Passage provided:
#####
There’s no question that having a support system and a sense of community is important as we get older. Face-to-face friendships matter. Study after study report that friendships are vital to longevity, and to our physical and mental health.
But spending time alone is also essential to our well-being. We live in a tuned-in, turned-on world where we are connected to cellphones, computers and media that continually prod us to interact with others. Everyone seems to be just a text or a Facebook post away these days.
We are always going somewhere, doing something or chatting with other people about where we’re going or what we’ve done. We live in a world that doesn’t seem to value alone time and often discourages it.
When did enjoying a little ‘me’ time get such a bad name?
We keep reading about the ‘loneliness epidemic’ – too many people are spending too much time alone. This can be an issue, especially among older people who do not have a support system in place.
But spending time alone has nothing to do with being lonely. They are two very different states of mind. Loneliness can lead to discontent, anxiety or even sadness. Aloneness offers the freedom and contentment that comes from being happy with your own company.
Decades of research agree that too much solitude isn’t good for anyone. Loneliness carries health risks, including a greater likelihood of heart disease or depression. A lot, however, depends on the individual – including whether you are an introvert or an extrovert.
Being alone is a good, necessary and healthy thing. It provides time to reflect, create, appreciate and process the world around us. Even the most social of butterflies need to have regular solo time to clear their minds of distractions.
Spending time on your own offers many benefits. For instance, you become more creative. Research shows that people who work alone tend to produce more ideas. You’ll also feel energized. Spending time alone provides an opportunity to recharge your batteries.
You’re likely to meet more people. We are often more outgoing when we are not cocooned by family and friends. Try a favorite activity on your own sometime. You’ll enjoy it from a different perspective.
Going to the movies alone is a good example. You don’t have to interact with others or wonder what they are thinking. You can focus your complete attention on the story and the experience.
Studies have found that we have just as good of a time engaging in fun activities alone as we do when we’re with other people. We get to do what we want to do. No compromising needed! Spending time alone frees us to do what we want, when we want.
#####
Listed records:
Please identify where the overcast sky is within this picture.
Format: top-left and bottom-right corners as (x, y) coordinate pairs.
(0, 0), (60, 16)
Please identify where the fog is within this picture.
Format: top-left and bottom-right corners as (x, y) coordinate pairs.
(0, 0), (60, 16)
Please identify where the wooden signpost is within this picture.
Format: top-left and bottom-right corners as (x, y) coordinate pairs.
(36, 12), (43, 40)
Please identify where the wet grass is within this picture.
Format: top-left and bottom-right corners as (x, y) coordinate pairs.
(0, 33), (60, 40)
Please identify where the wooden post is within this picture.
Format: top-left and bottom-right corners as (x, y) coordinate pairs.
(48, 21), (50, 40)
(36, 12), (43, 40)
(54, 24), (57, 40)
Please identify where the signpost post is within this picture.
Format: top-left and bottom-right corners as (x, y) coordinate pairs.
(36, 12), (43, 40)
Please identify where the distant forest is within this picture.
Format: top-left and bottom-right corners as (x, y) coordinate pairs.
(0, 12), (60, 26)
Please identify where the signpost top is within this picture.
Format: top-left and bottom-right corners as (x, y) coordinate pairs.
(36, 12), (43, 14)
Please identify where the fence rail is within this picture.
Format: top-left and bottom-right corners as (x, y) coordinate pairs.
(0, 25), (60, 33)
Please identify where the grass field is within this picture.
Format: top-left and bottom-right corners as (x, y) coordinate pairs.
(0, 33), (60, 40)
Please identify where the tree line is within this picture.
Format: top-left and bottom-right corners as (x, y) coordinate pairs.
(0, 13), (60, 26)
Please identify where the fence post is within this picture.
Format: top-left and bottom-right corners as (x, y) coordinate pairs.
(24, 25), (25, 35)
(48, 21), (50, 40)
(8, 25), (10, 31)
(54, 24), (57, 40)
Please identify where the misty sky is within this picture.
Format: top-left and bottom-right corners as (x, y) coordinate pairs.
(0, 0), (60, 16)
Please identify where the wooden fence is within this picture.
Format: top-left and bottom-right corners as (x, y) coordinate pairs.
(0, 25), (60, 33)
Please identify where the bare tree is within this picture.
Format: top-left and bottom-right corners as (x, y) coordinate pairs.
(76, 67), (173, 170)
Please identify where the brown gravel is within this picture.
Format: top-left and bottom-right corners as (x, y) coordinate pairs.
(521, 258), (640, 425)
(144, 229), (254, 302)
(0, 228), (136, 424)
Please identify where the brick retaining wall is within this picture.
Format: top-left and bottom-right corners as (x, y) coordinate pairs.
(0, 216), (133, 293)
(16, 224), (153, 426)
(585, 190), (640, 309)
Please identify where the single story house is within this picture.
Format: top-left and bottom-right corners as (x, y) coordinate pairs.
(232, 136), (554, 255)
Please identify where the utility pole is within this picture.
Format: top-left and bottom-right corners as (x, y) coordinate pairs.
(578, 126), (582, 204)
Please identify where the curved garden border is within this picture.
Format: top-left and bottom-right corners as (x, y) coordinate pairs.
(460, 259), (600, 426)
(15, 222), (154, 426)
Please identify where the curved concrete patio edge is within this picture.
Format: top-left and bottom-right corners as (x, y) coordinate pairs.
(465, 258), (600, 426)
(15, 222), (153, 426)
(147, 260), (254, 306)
#####
Required action 1: Transcribe the passage on spending time alone, starting at "But spending time alone has" and ending at "minds of distractions.".
Required action 2: According to the passage on spending time alone, being alone provides time to do what? List each of these things.
Required action 3: Write the next part of the passage on spending time alone, picking up after its final sentence.

Written reply 1:
But spending time alone has nothing to do with being lonely. They are two very different states of mind. Loneliness can lead to discontent, anxiety or even sadness. Aloneness offers the freedom and contentment that comes from being happy with your own company.
Decades of research agree that too much solitude isn’t good for anyone. Loneliness carries health risks, including a greater likelihood of heart disease or depression. A lot, however, depends on the individual – including whether you are an introvert or an extrovert.
Being alone is a good, necessary and healthy thing. It provides time to reflect, create, appreciate and process the world around us. Even the most social of butterflies need to have regular solo time to clear their minds of distractions.

Written reply 2:
- Reflect
- Create
- Appreciate
- Process the world around us

Written reply 3:
So why are we so afraid of showing up solo or being seen spending time on our own? The answer is: We don’t want others to think that we don’t have friends or activity partners.
We worry far too much about what other people think and not enough about what we need. Start making plans with yourself and stop caring about how your aloneness may be perceived. Being satisfied with our own company and confident enough to show it is what really matters.
Finding uninterrupted ‘me’ time can be a challenge in today’s constantly connected world. Here are some suggestions you can try:
Set aside some time each day to step away from your cell phone, social media and TV. Concentrate on what you think and how you feel, not the opinions of others.
Wake up earlier than usual and use the extra time to think, create, meditate or do whatever makes you happy. Be selfish with this time.
Block out time in your daily routine to enjoy by yourself, even if it is only to enjoy a cup of coffee or take a short walk. Personal time matters.
My book, Retiring Solo, explains how creating friendships, a strong sense of community and a support system can help ensure a happy, healthy, independent future, regardless of whether we are single, married or partnered.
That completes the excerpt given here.